> **DATA EXCERPTS**
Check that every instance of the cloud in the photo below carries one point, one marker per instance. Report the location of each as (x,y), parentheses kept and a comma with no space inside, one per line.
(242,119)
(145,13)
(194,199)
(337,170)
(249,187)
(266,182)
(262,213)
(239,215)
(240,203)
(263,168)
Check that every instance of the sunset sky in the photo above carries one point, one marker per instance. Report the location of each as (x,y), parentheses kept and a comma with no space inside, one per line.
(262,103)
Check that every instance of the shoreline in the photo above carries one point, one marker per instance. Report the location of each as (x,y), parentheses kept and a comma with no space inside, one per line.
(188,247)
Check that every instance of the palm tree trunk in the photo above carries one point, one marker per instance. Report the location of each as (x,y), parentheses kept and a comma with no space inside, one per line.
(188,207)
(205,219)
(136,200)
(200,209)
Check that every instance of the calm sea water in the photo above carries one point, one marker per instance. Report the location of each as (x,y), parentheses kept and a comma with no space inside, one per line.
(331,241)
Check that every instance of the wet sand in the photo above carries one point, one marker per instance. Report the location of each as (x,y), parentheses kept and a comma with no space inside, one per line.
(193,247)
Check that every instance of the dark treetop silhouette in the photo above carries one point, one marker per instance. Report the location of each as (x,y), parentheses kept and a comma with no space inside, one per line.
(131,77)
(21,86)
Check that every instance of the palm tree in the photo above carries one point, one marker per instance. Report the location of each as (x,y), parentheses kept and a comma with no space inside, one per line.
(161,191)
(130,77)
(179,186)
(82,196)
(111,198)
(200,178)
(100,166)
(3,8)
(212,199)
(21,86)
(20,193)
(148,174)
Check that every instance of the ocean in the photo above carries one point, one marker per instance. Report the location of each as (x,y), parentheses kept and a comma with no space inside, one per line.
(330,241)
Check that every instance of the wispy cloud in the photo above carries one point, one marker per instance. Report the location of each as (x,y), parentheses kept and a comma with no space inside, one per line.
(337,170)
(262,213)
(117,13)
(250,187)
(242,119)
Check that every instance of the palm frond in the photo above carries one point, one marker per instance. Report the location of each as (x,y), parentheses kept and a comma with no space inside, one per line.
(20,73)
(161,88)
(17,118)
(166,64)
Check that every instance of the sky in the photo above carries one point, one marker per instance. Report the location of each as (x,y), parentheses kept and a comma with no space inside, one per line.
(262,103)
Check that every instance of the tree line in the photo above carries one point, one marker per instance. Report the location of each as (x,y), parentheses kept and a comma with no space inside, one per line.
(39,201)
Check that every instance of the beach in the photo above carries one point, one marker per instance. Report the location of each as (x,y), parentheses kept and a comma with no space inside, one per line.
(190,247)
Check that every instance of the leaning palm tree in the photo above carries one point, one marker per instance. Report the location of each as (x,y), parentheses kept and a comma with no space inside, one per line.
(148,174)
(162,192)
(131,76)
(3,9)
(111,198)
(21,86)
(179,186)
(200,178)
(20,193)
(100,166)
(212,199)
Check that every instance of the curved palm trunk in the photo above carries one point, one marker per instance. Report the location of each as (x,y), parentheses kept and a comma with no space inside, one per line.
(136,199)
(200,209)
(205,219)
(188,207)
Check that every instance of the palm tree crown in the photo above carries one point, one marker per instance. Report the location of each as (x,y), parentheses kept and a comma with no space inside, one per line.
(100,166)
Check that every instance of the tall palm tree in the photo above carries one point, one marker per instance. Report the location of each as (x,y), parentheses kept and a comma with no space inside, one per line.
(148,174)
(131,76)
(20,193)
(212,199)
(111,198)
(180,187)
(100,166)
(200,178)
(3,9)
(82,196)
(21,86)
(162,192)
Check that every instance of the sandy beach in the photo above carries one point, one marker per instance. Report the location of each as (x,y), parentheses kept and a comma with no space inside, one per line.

> **YOUR GOAL**
Convert the lines above, from the line containing "Check that every instance of the palm tree crown" through the end of the records, into a JSON list of strings, with one string per line and blank lines omitted.

> **RESULT BELOW**
[
  "Check that every instance of the palm tree crown in the photo above carries one point, one marker per instance. Report the location of each as (x,y), parentheses kept and a comma with no space inside, one per line.",
  "(100,166)",
  "Check that every instance of the tall palm tree in the photo above carries one point, one marker per instance. Report the location of each as (x,y), parentheses kept and a comma with no space inside, one per line.",
  "(148,174)",
  "(131,76)",
  "(20,193)",
  "(212,199)",
  "(111,198)",
  "(180,187)",
  "(100,166)",
  "(200,178)",
  "(3,9)",
  "(82,196)",
  "(21,86)",
  "(162,192)",
  "Check that every instance of the sandy beach in the photo above carries one point, one marker per instance. Report the location of each as (x,y), parentheses kept and a comma with no space inside, one per line."
]